## What the exercise asks
The response should hold every record from the listing that follows, verbatim, and no pictures.

:: Data supplied

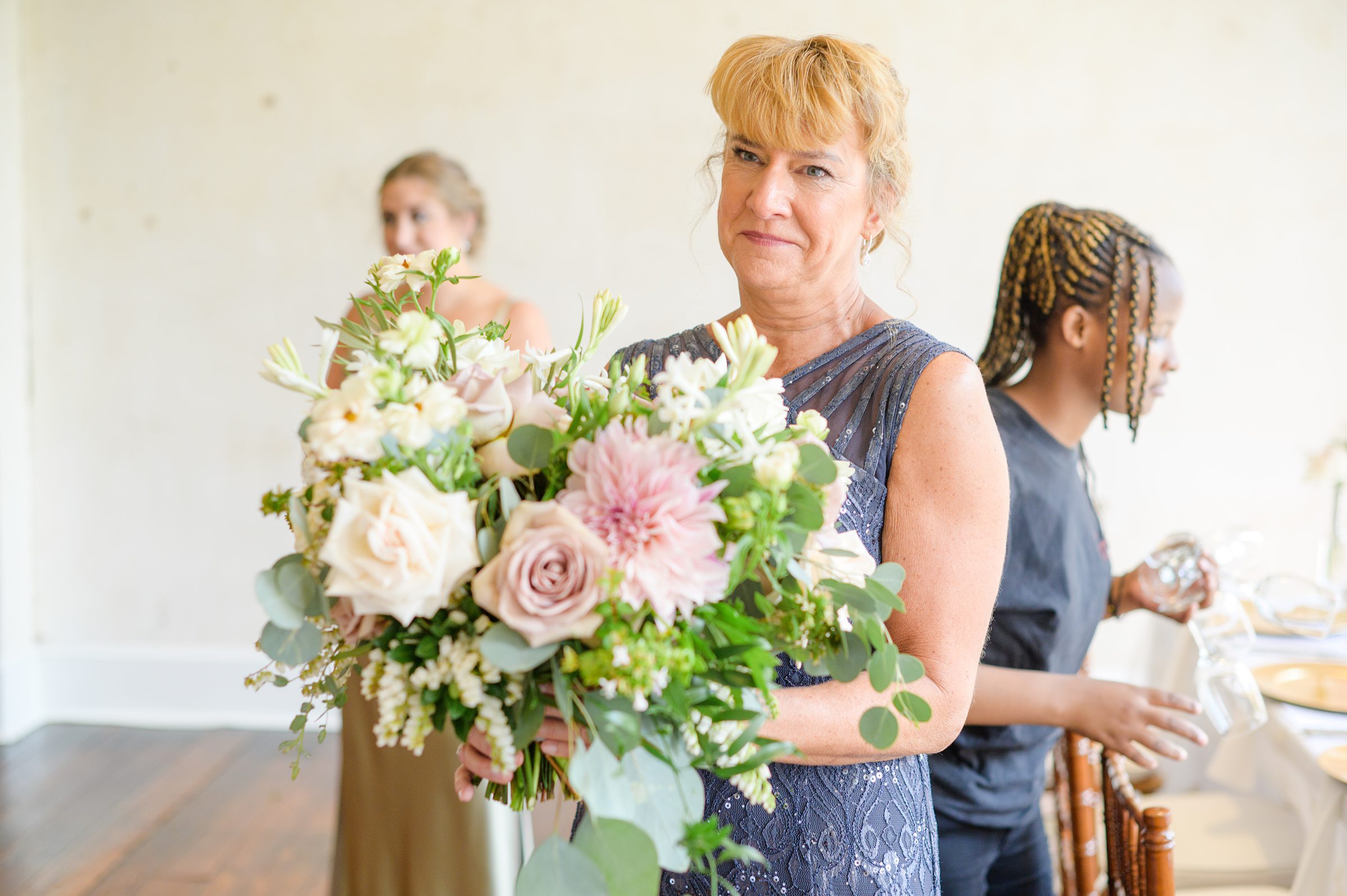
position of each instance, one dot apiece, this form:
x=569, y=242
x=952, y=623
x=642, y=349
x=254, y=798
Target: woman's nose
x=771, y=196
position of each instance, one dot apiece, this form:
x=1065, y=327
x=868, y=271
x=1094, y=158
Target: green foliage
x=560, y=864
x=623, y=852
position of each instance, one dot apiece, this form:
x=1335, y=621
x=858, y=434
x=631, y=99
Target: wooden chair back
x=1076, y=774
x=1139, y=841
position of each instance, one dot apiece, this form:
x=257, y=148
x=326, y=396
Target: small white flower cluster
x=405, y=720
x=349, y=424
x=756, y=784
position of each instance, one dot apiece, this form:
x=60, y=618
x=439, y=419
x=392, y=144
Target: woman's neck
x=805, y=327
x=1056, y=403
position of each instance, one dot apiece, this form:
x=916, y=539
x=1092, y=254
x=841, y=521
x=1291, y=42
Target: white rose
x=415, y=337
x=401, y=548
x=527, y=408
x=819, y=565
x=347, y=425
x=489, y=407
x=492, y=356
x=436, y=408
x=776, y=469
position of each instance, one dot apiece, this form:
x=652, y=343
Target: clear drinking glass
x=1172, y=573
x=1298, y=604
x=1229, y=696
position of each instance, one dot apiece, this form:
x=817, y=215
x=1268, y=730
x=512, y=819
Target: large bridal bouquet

::::

## Output of the exercise
position of each instance, one dot apiece, this form:
x=569, y=242
x=952, y=623
x=642, y=349
x=254, y=798
Target: woman's nose
x=771, y=196
position of each instance, one dot apiece, this form:
x=1065, y=327
x=868, y=271
x=1094, y=158
Target: green foliage
x=560, y=864
x=623, y=852
position of each instance, one dot apiece, this form:
x=1335, y=621
x=858, y=434
x=631, y=99
Target: wooden chair back
x=1076, y=774
x=1139, y=841
position of each instance, one dot apiece, this form:
x=257, y=148
x=326, y=396
Target: small white flower cluster
x=405, y=720
x=349, y=424
x=756, y=784
position of each instance, one dot apiece, this form:
x=60, y=618
x=439, y=419
x=392, y=144
Target: woman's neck
x=805, y=327
x=1056, y=403
position of each instance, one dot apiece, this form:
x=916, y=539
x=1092, y=254
x=841, y=521
x=1291, y=42
Target: white rose
x=415, y=337
x=401, y=548
x=527, y=408
x=819, y=565
x=347, y=425
x=489, y=407
x=492, y=356
x=436, y=408
x=776, y=469
position of each instance, one dot apiece, this form:
x=652, y=343
Target: clear drinking glass
x=1172, y=573
x=1298, y=604
x=1229, y=696
position of each instance, one dot apiece, this form:
x=817, y=215
x=1268, y=730
x=512, y=819
Target: large bridal bouquet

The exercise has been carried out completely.